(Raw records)
>>>
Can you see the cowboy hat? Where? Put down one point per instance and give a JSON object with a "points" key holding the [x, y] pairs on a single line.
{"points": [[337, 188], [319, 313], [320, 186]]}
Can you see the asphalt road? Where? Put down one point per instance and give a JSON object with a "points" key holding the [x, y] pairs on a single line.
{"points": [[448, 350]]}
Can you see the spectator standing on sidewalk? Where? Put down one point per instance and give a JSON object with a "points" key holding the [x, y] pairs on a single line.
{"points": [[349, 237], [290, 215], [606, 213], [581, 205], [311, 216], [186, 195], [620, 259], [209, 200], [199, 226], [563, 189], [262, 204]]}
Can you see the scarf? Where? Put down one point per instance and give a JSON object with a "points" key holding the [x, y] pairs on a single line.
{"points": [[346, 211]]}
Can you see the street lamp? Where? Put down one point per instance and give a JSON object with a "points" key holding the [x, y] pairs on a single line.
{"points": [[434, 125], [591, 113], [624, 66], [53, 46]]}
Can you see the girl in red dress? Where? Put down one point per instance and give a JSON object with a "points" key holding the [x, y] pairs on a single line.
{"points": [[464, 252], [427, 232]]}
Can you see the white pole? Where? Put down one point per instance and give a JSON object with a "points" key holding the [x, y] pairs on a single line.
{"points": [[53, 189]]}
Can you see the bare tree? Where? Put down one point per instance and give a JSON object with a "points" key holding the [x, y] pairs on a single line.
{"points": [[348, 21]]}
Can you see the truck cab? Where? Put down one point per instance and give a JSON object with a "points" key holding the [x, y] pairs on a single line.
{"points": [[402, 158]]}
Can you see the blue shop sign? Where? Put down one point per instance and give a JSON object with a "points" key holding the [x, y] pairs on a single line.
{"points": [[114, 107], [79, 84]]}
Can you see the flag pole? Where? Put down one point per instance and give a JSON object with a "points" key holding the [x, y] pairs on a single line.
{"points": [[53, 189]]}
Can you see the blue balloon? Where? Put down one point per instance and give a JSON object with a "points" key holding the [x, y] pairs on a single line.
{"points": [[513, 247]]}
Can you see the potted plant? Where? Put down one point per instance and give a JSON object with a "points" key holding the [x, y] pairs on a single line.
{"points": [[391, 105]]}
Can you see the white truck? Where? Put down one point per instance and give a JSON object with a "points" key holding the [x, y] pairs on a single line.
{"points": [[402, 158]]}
<<<
>>>
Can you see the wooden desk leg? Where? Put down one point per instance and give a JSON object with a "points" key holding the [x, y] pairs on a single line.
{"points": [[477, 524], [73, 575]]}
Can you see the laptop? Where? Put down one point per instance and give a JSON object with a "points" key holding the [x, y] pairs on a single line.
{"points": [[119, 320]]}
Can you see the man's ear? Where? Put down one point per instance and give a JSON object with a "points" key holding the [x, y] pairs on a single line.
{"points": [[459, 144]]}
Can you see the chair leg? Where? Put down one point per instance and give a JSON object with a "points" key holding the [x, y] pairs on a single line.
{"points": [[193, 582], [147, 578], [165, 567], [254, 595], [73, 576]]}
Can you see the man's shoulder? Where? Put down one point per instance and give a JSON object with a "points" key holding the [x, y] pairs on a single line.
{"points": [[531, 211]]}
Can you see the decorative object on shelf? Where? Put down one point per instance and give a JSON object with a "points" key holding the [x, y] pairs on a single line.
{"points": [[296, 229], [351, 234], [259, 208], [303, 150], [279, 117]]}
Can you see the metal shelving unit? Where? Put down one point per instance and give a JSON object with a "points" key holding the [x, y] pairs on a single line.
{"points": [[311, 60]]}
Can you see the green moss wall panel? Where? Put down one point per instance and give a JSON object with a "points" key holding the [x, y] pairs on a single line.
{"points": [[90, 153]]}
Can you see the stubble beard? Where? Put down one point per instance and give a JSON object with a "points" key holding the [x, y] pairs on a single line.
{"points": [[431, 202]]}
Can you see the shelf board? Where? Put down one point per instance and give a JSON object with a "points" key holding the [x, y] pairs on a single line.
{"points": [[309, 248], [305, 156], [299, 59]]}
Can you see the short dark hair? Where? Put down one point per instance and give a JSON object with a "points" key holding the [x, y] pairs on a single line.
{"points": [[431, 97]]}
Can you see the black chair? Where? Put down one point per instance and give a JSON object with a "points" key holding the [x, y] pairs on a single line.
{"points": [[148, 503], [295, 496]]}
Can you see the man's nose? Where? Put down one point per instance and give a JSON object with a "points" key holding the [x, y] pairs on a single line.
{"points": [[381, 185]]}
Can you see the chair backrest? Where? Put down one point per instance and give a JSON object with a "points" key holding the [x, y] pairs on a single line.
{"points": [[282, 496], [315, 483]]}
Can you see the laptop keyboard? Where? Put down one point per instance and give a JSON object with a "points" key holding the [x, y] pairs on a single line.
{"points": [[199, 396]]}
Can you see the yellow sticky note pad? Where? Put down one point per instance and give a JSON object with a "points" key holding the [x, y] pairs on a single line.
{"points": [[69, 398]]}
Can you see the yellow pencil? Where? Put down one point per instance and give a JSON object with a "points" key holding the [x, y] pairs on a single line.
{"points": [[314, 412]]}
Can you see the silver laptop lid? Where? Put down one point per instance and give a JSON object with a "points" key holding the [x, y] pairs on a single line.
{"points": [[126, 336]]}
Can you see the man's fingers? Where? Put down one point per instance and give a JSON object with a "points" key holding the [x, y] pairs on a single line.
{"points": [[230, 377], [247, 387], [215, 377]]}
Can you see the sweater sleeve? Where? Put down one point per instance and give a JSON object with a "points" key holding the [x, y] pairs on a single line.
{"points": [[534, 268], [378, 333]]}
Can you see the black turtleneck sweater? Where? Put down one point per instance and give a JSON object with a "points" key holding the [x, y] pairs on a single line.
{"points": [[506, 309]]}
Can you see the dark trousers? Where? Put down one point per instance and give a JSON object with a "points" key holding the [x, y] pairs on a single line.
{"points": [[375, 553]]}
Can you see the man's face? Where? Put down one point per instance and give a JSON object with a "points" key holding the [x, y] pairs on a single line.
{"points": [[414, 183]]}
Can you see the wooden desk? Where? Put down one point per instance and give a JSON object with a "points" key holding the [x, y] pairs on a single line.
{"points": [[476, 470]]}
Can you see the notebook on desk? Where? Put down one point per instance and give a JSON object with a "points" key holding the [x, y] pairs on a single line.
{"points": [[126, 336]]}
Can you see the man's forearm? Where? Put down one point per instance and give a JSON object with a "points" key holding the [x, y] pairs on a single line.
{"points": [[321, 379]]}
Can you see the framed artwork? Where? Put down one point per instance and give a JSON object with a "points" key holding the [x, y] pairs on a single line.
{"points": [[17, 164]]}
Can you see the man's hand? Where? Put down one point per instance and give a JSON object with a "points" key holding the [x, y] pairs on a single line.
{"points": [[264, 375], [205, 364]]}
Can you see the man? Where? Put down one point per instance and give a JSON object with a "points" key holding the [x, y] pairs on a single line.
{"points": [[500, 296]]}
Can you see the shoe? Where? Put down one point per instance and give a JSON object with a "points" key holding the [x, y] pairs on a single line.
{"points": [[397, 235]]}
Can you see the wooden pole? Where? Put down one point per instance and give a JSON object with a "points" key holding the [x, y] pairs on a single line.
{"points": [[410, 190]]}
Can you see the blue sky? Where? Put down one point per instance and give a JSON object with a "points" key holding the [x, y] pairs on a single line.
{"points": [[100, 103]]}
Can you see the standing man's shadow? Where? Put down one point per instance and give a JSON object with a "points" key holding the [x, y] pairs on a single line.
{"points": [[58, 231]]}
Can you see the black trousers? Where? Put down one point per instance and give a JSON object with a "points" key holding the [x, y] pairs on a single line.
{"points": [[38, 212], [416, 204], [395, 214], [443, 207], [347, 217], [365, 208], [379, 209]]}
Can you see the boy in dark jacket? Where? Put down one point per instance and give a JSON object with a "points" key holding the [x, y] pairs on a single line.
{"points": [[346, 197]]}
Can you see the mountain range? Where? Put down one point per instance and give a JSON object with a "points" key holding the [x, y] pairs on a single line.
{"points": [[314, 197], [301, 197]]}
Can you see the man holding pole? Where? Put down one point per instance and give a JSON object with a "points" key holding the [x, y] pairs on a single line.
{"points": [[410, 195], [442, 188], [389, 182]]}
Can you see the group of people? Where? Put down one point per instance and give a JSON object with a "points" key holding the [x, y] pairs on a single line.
<<<
- [To do] Locate every line in the data above that contains the string "yellow", and copy each one out. Case counts.

- [Right answer]
Can you see the yellow sticky note pad? Where? Put down one point per instance and give a JSON object with a "points" key holding the [x, y] pairs on a single line.
Can you see the yellow pencil? Where? Put down one point per instance and give a JSON object with a "points" key holding the [x, y] pairs on a single line.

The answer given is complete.